Rewrite all the rows below as one numbered list, dropping any blank lines.

Dataset excerpts on object pointing:
————————

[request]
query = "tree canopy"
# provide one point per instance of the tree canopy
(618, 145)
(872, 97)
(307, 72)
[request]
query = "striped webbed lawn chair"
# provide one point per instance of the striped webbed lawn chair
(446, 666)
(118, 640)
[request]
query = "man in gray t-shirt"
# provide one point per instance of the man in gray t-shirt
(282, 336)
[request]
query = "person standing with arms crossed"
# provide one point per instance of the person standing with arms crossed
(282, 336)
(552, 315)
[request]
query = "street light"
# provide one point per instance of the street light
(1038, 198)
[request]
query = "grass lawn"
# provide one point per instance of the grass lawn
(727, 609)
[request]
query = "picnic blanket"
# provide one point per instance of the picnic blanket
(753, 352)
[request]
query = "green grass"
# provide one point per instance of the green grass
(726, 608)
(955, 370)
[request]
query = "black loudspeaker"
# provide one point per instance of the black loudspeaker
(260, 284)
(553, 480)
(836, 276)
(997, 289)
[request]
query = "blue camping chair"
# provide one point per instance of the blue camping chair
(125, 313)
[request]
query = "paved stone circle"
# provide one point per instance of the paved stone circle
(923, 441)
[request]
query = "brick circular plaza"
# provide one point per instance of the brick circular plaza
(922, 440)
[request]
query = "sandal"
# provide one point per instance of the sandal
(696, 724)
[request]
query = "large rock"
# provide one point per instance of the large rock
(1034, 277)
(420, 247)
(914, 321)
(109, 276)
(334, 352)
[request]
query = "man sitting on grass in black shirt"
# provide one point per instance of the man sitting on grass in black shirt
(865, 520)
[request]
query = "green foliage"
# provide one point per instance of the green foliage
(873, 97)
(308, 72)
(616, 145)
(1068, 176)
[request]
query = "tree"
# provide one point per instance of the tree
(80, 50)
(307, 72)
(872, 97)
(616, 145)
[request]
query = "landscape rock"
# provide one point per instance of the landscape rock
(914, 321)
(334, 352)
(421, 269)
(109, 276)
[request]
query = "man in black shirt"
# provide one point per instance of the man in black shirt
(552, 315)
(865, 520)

————————

### SOLUTION
1. [request]
2. query = "tree canopy"
3. # provide one point per instance of the tree canopy
4. (618, 145)
5. (872, 97)
6. (307, 72)
7. [request]
8. query = "striped webbed lawn chair"
9. # provide one point per instance of the striped webbed lawn chair
10. (446, 666)
11. (118, 640)
12. [request]
13. query = "man in gray t-shirt"
14. # provide one point per instance of the man in gray t-shirt
15. (282, 336)
16. [request]
17. query = "person standing with arms crossed"
18. # provide one point per instance of the person standing with arms crossed
19. (282, 336)
20. (552, 315)
21. [request]
22. query = "street light"
23. # provide one point per instance of the street light
24. (1038, 198)
25. [request]
26. query = "grass lawn"
27. # provide one point per instance of the grass lawn
28. (727, 609)
29. [request]
30. query = "picnic blanket"
31. # provide one point per instance of the picnic blanket
32. (753, 352)
33. [request]
34. query = "green grass"
35. # provide one point per instance of the green grass
36. (726, 608)
37. (955, 370)
38. [request]
39. query = "black loudspeaker"
40. # provide one point per instance of the black loudspeaker
41. (260, 284)
42. (553, 480)
43. (836, 276)
44. (997, 289)
45. [request]
46. query = "blue camping chair"
47. # provide one point per instance of the blue camping chair
48. (125, 313)
49. [request]
50. query = "paved stone circle"
51. # provide one point per instance of the paved stone circle
52. (923, 441)
53. [request]
54. query = "brick circular plaza"
55. # provide one point per instance of the brick circular plaza
56. (922, 440)
57. [request]
58. query = "sandal"
59. # provide one point per instance of the sandal
60. (696, 724)
61. [request]
62. query = "large rock"
63. # provide one point per instance of the large rock
64. (1034, 277)
65. (420, 247)
66. (914, 321)
67. (109, 276)
68. (334, 352)
69. [request]
70. query = "man sitting on grass in black shirt"
71. # provide one point per instance of the man sitting on grass in black shirt
72. (865, 520)
73. [request]
74. query = "green foliage"
75. # provide one point per instance of the green foliage
76. (873, 97)
77. (308, 72)
78. (616, 145)
79. (1068, 176)
80. [request]
81. query = "tree"
82. # provide one point per instance of the tree
83. (80, 50)
84. (307, 72)
85. (872, 97)
86. (616, 145)
87. [request]
88. query = "landscape rock"
89. # provide one point per instance of the landscape rock
90. (914, 321)
91. (334, 352)
92. (421, 269)
93. (109, 276)
94. [request]
95. query = "man in black shirt"
96. # provide one point per instance of the man in black shirt
97. (552, 315)
98. (865, 520)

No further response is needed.